» Records for the exercise
____________________

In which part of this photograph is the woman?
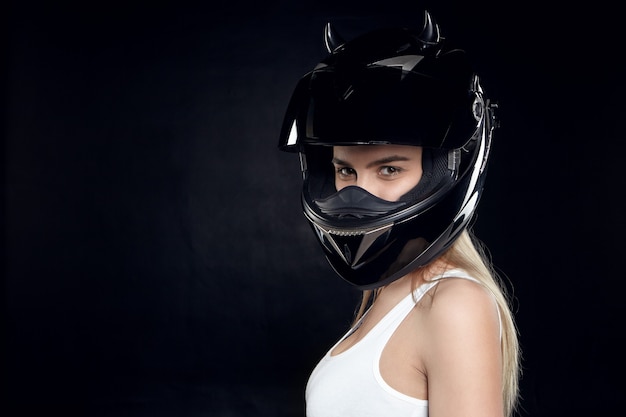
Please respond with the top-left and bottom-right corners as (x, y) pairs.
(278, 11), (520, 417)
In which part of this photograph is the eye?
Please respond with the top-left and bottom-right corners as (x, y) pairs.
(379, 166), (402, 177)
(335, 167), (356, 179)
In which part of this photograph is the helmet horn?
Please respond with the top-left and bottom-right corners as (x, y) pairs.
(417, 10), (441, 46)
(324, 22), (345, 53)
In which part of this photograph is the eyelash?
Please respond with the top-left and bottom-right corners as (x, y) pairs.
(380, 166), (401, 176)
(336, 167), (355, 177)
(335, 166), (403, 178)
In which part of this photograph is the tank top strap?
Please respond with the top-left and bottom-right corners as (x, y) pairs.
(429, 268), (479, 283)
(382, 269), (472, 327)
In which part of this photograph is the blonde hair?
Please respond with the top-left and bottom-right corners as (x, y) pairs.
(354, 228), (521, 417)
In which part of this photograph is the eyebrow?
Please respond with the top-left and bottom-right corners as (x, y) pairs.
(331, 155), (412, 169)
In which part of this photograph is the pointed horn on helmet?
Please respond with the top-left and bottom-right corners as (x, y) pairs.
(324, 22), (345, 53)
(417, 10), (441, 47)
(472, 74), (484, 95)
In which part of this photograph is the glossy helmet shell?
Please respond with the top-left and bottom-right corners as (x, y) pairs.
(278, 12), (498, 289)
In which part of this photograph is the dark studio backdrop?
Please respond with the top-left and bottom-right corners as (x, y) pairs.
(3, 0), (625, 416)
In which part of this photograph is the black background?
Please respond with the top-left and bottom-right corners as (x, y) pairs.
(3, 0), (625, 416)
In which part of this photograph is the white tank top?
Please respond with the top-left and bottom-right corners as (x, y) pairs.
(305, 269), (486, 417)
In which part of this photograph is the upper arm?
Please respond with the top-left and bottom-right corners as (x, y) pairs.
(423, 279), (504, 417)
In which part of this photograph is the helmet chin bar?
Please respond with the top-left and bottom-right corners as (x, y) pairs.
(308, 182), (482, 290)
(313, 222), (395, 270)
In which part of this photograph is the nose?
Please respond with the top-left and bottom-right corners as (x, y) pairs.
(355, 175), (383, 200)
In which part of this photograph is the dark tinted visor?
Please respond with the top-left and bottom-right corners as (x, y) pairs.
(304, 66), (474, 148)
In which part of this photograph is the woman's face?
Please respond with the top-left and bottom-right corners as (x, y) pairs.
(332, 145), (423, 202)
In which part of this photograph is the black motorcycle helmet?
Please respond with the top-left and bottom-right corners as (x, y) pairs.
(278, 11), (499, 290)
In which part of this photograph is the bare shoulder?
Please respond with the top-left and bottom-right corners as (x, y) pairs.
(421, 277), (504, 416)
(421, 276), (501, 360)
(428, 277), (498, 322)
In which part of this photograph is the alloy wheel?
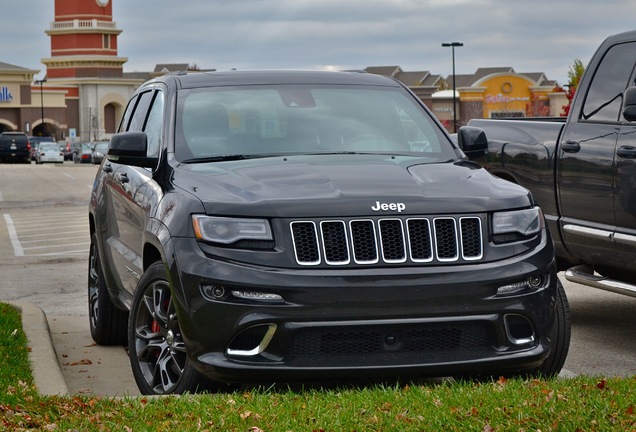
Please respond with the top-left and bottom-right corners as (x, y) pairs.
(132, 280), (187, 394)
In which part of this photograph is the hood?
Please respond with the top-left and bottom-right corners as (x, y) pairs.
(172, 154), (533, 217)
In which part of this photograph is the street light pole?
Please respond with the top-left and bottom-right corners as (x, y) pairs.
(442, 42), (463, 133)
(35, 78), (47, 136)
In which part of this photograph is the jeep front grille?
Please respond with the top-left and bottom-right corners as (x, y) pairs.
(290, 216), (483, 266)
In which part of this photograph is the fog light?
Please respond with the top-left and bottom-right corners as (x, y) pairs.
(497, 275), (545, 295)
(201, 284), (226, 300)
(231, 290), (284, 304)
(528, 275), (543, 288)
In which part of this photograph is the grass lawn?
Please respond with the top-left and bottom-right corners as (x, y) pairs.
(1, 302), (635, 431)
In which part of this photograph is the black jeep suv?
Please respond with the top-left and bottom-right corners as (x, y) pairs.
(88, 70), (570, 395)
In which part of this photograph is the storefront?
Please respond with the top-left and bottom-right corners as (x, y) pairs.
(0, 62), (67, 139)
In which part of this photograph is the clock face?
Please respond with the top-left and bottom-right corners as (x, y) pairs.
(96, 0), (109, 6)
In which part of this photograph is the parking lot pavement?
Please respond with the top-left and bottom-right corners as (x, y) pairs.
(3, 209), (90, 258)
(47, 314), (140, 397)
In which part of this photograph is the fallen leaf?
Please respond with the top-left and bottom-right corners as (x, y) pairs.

____________________

» Work request
Restating the data word for word is the task, and pictures are to be omitted.

» Result of the task
In which part of this photograph is the woman?
Please respond with the top-left and bottom-right corners as (x, y) pairs.
(278, 11), (520, 417)
In which part of this photograph is the eye?
Please respond with the top-left and bottom-right corners as (x, y) pairs.
(379, 166), (402, 177)
(335, 167), (356, 179)
In which part of this photograph is the helmet horn?
Please respond with the top-left and bottom-right corners as (x, y) pairs.
(417, 10), (441, 46)
(324, 22), (345, 53)
In which part of this photograph is the eyelash?
Please respond with the top-left and bottom-right corners as (x, y) pairs.
(380, 166), (401, 176)
(336, 167), (355, 177)
(335, 166), (403, 178)
In which part of this photograph is the tank top strap?
Please respond with the top-left and bottom-right corners as (x, y) pairs.
(429, 268), (479, 283)
(382, 269), (472, 327)
In which part of this photograph is the blonde hair?
Please respond with the top-left and bottom-right corners as (x, y) pairs.
(354, 228), (521, 417)
In which part of this photograph is the eyebrow?
Please respond with the top-left and bottom-right corners as (x, y) pairs.
(331, 155), (412, 169)
In which part of this photograph is the pointed horn on helmet?
Please respond with the top-left and bottom-right corners as (x, y) pairs.
(324, 22), (345, 53)
(417, 10), (441, 47)
(472, 74), (484, 95)
In which part of this photograph is the glossy helmet shell?
Please respond with the top-left and bottom-right corners as (x, y) pairs.
(278, 12), (498, 289)
In which part of this photograph is the dark studio backdrop?
Please respond with the top-left and bottom-right corners as (x, y) pairs.
(3, 0), (625, 416)
In which part of this photograph is the black background?
Please respond with the top-left and bottom-right corners as (x, y) pairs.
(3, 0), (625, 416)
In which part of this photograph is the white tank top?
Please respond with the top-left and bottom-right corners as (x, y) pairs.
(305, 269), (486, 417)
In which part of this photograph is the upper arm?
Please respond with the top-left and bottom-right corners as (x, y) pairs.
(423, 279), (504, 417)
In which part of this photograph is the helmet chin bar?
Please respond with the top-left and bottom-right corners as (x, y) pairs.
(308, 182), (482, 290)
(313, 222), (395, 270)
In which part of this photograph is the nose?
Please respond with the top-left and bottom-right corners as (x, y) pairs.
(355, 175), (383, 200)
In which part of this photograph is the dark tinted visor?
Please respond with the top-left and bottom-right corners as (x, y) pairs.
(304, 66), (474, 148)
In which part of this photograph is the woman's face?
Please respond with the top-left and bottom-right corners as (x, y) pairs.
(332, 145), (423, 202)
In which part of this photograph is the black motorcycle helmet?
Please respond with the top-left and bottom-right corners as (x, y) pairs.
(278, 11), (499, 290)
In which part of this photograph is the bare shoulder?
Please respond with the top-left and bottom-right corners as (x, y) pairs.
(421, 277), (504, 416)
(421, 276), (501, 360)
(428, 277), (498, 322)
In which part of this photograph is the alloy wheel?
Please respond with the top-left and bottom-right corners as (x, y) pairs.
(132, 280), (187, 394)
In which part of this photograph is the hood?
Please respond with the top-left and bottom-right corners as (x, y) pairs.
(172, 154), (533, 217)
In which part of this photograph is the street light pole?
Please respond with the top-left and bottom-right corners as (x, y) pairs.
(442, 42), (463, 133)
(35, 78), (47, 136)
In which part of this photograph is the jeep front grille?
Please respond with the top-left and bottom-right corners as (x, y) pairs.
(290, 216), (483, 266)
In which part of this photograph is the fog light?
Please respond with the top-left and bottom-right corners as (x, y) pairs.
(497, 275), (545, 295)
(201, 284), (226, 300)
(231, 290), (284, 304)
(528, 275), (543, 288)
In which part of this photograph is the grass lawn?
Please respond with the top-left and bottom-right corners as (x, y) pairs.
(1, 302), (635, 431)
In which part of this photograph is the black jeep suv?
Please respond with the top-left and bottom-right corners as (x, y) pairs.
(88, 70), (570, 395)
In which part of this photograph is the storefront?
Please respond with the top-left and bottom-right corners as (x, y) pairs.
(0, 62), (67, 139)
In which part of this photograph is the clock face?
Please respond with the top-left and bottom-right corners as (x, y) pairs.
(96, 0), (109, 6)
In which part of this photograph is the parking lot pavement?
Please respond with the top-left and bottom-right corners as (x, y) pairs.
(3, 209), (90, 258)
(47, 314), (140, 397)
In which part of this photograph is the fallen leaf?
Please respond with the top-left and bottom-right corners as (x, y) pairs.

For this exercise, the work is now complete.